| What the task requires |
Return every line in the records below that contains the string "hand". Case counts.

─── Data lines

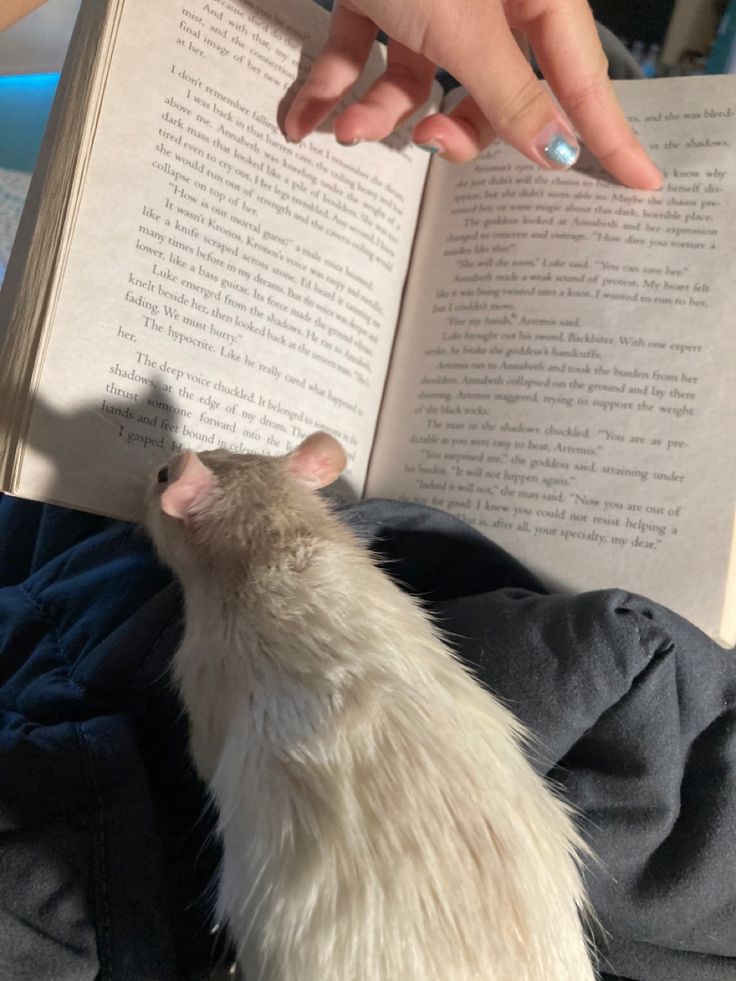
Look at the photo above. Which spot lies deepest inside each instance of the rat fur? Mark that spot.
(379, 820)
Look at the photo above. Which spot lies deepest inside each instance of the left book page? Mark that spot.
(220, 286)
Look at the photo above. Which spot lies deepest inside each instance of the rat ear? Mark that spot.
(192, 484)
(317, 461)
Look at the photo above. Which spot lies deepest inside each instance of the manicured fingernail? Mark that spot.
(433, 147)
(558, 147)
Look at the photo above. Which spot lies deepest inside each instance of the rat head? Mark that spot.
(210, 511)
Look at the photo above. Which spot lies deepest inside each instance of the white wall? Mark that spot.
(38, 42)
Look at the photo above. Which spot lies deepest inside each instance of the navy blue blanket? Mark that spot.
(106, 854)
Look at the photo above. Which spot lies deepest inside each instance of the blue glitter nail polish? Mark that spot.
(561, 151)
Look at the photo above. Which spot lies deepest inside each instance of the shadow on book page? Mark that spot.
(101, 455)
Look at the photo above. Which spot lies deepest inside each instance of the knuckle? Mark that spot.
(529, 101)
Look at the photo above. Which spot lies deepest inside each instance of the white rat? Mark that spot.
(379, 820)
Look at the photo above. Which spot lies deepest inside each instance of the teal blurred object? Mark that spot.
(25, 103)
(722, 57)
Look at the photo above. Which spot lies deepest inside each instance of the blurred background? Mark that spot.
(647, 38)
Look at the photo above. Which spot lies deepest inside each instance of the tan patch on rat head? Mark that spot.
(223, 510)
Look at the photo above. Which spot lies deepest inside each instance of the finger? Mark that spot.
(567, 47)
(399, 92)
(336, 69)
(495, 72)
(458, 136)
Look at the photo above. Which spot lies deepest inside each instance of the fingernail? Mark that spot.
(557, 146)
(434, 146)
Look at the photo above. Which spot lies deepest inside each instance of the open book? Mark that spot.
(547, 355)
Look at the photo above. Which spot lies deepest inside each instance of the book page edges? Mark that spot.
(727, 633)
(35, 266)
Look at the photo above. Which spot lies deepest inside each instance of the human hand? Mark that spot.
(473, 40)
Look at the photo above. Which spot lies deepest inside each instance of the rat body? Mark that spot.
(379, 820)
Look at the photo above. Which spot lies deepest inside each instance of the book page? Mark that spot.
(565, 370)
(222, 286)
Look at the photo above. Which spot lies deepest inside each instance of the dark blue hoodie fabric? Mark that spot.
(107, 859)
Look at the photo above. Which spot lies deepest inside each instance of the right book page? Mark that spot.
(564, 374)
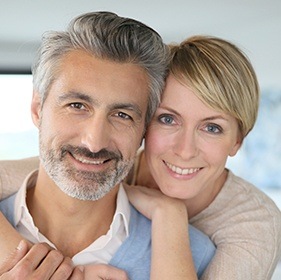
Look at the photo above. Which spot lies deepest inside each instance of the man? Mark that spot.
(96, 87)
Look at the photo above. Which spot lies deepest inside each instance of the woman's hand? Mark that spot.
(171, 256)
(151, 202)
(39, 262)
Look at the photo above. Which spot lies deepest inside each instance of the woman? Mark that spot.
(209, 105)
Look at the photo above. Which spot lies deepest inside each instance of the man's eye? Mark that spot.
(77, 106)
(123, 115)
(166, 119)
(214, 128)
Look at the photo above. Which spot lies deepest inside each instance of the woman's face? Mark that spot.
(187, 144)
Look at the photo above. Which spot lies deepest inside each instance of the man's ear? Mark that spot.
(36, 108)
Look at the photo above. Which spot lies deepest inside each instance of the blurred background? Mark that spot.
(253, 25)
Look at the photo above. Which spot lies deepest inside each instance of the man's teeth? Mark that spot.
(182, 171)
(88, 161)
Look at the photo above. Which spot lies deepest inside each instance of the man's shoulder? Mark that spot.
(7, 208)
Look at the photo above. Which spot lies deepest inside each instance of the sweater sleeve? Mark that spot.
(13, 173)
(245, 225)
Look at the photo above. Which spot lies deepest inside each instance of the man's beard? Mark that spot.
(81, 184)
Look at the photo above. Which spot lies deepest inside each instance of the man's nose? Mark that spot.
(96, 133)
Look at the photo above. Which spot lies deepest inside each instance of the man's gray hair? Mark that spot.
(106, 36)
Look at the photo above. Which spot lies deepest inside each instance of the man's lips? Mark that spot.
(181, 171)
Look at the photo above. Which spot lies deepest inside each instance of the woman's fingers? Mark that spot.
(104, 272)
(14, 257)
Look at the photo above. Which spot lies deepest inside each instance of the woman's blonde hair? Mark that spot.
(220, 75)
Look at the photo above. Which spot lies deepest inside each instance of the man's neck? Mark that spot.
(70, 224)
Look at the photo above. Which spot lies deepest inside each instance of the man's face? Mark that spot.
(91, 124)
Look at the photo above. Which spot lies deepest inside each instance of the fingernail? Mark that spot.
(21, 245)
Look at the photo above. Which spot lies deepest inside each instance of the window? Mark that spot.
(18, 135)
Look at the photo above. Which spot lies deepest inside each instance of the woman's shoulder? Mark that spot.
(237, 203)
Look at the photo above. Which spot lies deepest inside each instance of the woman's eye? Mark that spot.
(214, 128)
(166, 119)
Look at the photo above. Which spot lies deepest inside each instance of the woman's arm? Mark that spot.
(171, 255)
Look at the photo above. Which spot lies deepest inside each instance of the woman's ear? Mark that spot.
(36, 108)
(236, 146)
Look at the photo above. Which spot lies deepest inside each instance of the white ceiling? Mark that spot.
(254, 25)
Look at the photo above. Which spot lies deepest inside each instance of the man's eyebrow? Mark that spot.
(122, 105)
(128, 106)
(76, 95)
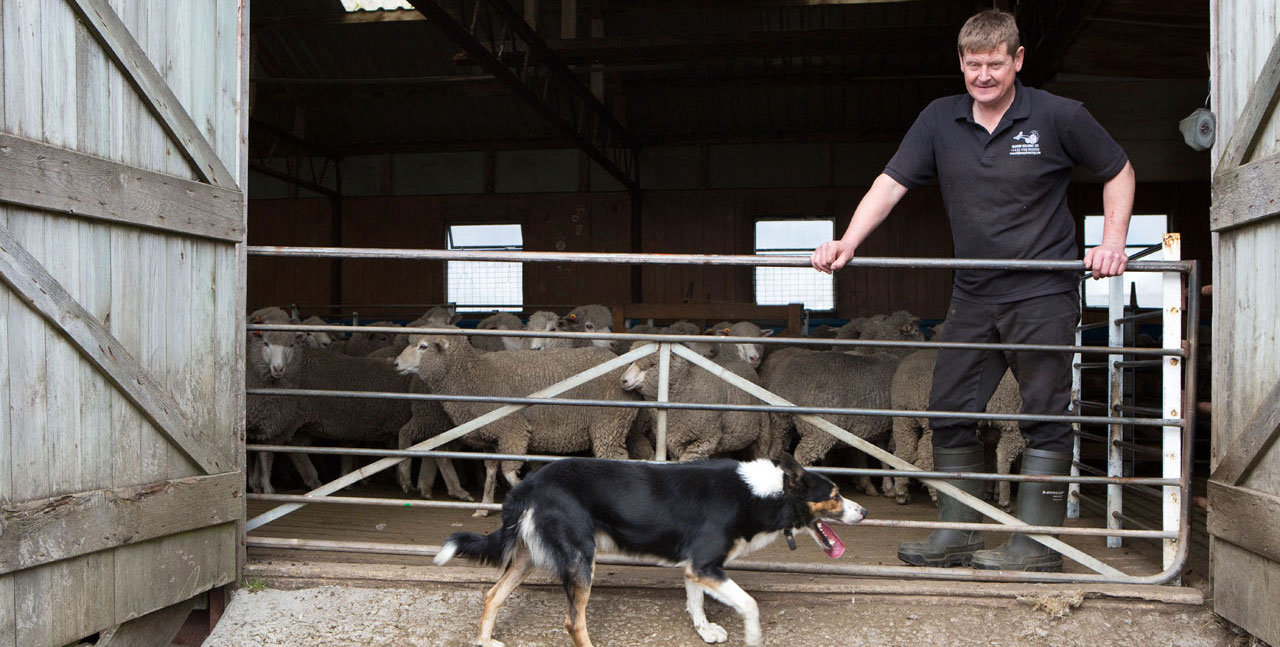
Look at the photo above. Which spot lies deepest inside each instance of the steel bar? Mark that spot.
(868, 523)
(842, 472)
(1141, 317)
(883, 456)
(707, 406)
(789, 341)
(1115, 397)
(1141, 364)
(452, 434)
(690, 259)
(745, 565)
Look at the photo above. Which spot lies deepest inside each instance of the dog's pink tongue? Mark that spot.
(837, 547)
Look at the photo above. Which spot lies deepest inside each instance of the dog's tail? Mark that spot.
(493, 548)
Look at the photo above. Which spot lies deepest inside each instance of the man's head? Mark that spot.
(990, 57)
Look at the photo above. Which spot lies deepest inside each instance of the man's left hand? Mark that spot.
(1106, 260)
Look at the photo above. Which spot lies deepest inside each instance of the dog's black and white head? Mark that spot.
(816, 500)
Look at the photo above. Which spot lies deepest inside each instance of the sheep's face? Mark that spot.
(275, 350)
(542, 324)
(426, 355)
(641, 376)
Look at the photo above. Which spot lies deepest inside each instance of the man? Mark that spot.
(1002, 155)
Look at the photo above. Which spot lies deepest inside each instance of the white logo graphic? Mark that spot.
(1029, 146)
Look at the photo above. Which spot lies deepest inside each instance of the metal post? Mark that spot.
(1073, 491)
(1115, 399)
(1173, 391)
(659, 428)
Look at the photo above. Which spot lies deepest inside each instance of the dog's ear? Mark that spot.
(791, 470)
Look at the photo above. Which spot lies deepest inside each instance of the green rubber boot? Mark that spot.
(945, 547)
(1038, 504)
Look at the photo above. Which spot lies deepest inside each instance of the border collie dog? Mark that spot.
(696, 515)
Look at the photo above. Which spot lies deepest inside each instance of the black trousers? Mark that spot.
(964, 379)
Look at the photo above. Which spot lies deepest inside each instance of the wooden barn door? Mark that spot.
(1244, 486)
(122, 222)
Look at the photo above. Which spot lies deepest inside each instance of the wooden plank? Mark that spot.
(146, 80)
(33, 285)
(155, 629)
(53, 529)
(1251, 443)
(1246, 195)
(58, 180)
(1257, 108)
(1246, 588)
(154, 574)
(1246, 518)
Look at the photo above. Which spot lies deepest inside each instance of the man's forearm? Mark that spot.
(1118, 206)
(872, 210)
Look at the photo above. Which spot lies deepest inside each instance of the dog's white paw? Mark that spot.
(712, 633)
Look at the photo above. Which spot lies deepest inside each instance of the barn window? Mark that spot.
(374, 5)
(782, 286)
(1144, 231)
(485, 286)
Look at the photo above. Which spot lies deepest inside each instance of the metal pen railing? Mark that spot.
(1176, 427)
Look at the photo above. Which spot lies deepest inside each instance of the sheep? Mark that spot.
(452, 365)
(269, 419)
(1002, 438)
(590, 318)
(832, 379)
(748, 352)
(545, 320)
(694, 434)
(283, 360)
(913, 438)
(318, 340)
(361, 343)
(499, 322)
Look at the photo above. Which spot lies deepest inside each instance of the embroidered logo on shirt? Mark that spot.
(1029, 146)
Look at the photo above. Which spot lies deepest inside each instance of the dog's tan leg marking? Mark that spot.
(740, 601)
(519, 568)
(707, 630)
(575, 622)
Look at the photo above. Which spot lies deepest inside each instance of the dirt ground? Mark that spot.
(447, 615)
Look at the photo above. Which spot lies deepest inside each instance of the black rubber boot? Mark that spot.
(1038, 504)
(945, 547)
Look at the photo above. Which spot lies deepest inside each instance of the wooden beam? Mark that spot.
(1246, 195)
(1257, 108)
(1252, 442)
(120, 45)
(155, 629)
(1246, 518)
(53, 529)
(35, 286)
(1045, 57)
(51, 178)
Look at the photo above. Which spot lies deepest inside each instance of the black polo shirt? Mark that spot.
(1006, 191)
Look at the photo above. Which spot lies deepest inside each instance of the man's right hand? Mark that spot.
(831, 255)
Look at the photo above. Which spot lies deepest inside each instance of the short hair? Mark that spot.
(986, 31)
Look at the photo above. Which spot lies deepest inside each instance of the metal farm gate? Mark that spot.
(122, 215)
(1244, 484)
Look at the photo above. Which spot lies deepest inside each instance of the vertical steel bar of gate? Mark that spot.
(1073, 491)
(1171, 337)
(888, 459)
(1115, 399)
(659, 428)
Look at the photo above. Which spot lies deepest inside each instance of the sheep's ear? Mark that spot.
(791, 470)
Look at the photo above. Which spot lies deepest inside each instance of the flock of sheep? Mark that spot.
(517, 367)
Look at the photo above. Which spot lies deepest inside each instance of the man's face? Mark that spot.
(990, 76)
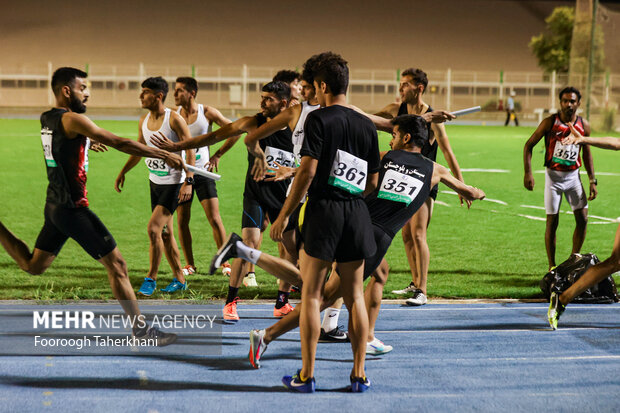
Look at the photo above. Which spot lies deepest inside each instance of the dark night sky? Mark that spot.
(461, 34)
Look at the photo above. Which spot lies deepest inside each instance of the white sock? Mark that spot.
(247, 253)
(330, 319)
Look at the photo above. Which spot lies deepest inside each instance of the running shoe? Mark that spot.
(230, 311)
(418, 299)
(250, 280)
(334, 336)
(148, 287)
(408, 289)
(188, 270)
(153, 333)
(257, 347)
(226, 252)
(175, 286)
(376, 347)
(359, 384)
(226, 269)
(294, 383)
(556, 308)
(284, 310)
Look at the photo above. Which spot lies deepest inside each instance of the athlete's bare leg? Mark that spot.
(373, 296)
(171, 250)
(34, 263)
(212, 210)
(595, 274)
(314, 271)
(352, 286)
(184, 214)
(581, 223)
(419, 225)
(550, 237)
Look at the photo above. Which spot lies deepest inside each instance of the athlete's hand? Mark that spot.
(528, 182)
(164, 143)
(438, 116)
(185, 193)
(467, 201)
(280, 174)
(259, 168)
(97, 147)
(277, 228)
(118, 184)
(175, 161)
(593, 192)
(575, 138)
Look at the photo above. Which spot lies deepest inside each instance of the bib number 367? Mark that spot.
(348, 173)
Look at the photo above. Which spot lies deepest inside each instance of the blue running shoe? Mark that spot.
(175, 286)
(294, 383)
(148, 287)
(359, 384)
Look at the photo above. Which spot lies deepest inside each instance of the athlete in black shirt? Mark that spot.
(64, 132)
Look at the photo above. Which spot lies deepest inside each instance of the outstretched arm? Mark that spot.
(528, 178)
(442, 174)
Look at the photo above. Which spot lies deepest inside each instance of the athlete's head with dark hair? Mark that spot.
(287, 76)
(157, 85)
(76, 95)
(274, 97)
(418, 77)
(570, 89)
(331, 69)
(408, 130)
(185, 89)
(189, 83)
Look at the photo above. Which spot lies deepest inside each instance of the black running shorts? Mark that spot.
(165, 195)
(383, 242)
(337, 230)
(204, 188)
(81, 224)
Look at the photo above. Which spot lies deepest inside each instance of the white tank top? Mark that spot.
(298, 132)
(159, 172)
(200, 127)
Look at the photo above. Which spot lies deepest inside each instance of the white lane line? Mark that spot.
(498, 171)
(532, 217)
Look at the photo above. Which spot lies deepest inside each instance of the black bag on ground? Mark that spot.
(564, 275)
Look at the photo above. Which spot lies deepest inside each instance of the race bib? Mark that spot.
(565, 154)
(46, 140)
(280, 156)
(157, 166)
(399, 187)
(348, 173)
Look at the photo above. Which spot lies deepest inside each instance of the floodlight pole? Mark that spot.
(591, 59)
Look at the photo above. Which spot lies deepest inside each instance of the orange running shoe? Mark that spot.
(281, 312)
(230, 311)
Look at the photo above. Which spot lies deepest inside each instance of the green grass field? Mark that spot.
(488, 251)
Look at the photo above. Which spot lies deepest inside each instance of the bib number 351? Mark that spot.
(348, 173)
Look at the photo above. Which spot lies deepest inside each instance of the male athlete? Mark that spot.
(340, 161)
(413, 84)
(168, 187)
(293, 80)
(600, 271)
(64, 134)
(259, 198)
(199, 119)
(562, 163)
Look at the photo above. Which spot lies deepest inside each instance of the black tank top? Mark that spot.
(66, 161)
(278, 148)
(404, 184)
(430, 149)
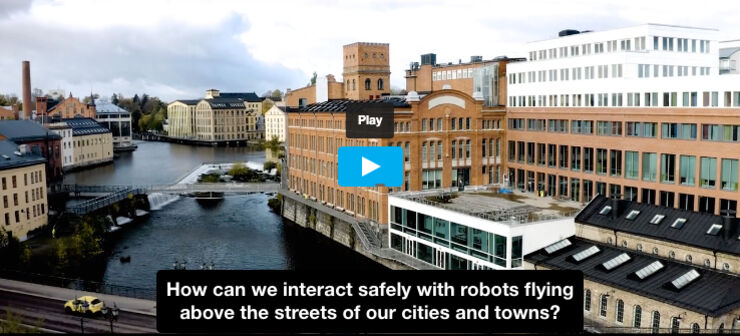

──────

| The output |
Look at the photo above. Which spot lies deepest inside each instance of the human hand? Mark that spot.
Look at the photo above. Which spot lies deepest inside each instance of the woman's hand? Mark that spot.
Look at the photo above. Which spot lies deepest inside each instance of the man's left hand? Mark that spot.
Look at the photo above. Which spot lies deepest inside each instance of the man's right hand? Mark that spot.
Look at the photo above. Which spot lies deepest inside each instance of the athlete's hand? Mark that spot.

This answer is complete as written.